Set down the material again. Keep every line exactly as it is.

-- DATA follows --

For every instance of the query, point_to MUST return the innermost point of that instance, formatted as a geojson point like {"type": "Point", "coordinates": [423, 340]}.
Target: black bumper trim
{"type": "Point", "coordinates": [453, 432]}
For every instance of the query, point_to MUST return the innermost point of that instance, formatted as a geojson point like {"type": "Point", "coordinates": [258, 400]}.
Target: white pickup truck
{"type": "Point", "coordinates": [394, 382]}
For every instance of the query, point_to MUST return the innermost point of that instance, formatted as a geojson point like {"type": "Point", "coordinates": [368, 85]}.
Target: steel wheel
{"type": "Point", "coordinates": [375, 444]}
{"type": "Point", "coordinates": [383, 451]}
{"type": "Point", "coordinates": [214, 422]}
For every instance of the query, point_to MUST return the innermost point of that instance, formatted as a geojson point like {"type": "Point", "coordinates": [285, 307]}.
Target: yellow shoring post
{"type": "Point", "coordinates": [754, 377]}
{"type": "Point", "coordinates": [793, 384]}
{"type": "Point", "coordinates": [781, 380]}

-- DATA concluded --

→ **REPLY**:
For every instance of the query, point_to MUST return the innermost point of that instance, formatted as a geojson point like {"type": "Point", "coordinates": [423, 340]}.
Target: black bumper trim
{"type": "Point", "coordinates": [453, 432]}
For every instance of the query, point_to MUST return the innermost point of that instance, formatted as a geojson point like {"type": "Point", "coordinates": [258, 400]}.
Target: white pickup truck
{"type": "Point", "coordinates": [394, 382]}
For every instance of the query, point_to MUST return the innermost point of that instance, formatted as a geojson point like {"type": "Point", "coordinates": [368, 85]}.
Target: steel wheel
{"type": "Point", "coordinates": [375, 444]}
{"type": "Point", "coordinates": [383, 451]}
{"type": "Point", "coordinates": [214, 422]}
For every instance of the query, point_to MUST return the innermost point of that instance, formatted as a geojson point like {"type": "Point", "coordinates": [285, 307]}.
Target: yellow shoring post
{"type": "Point", "coordinates": [754, 377]}
{"type": "Point", "coordinates": [793, 384]}
{"type": "Point", "coordinates": [781, 380]}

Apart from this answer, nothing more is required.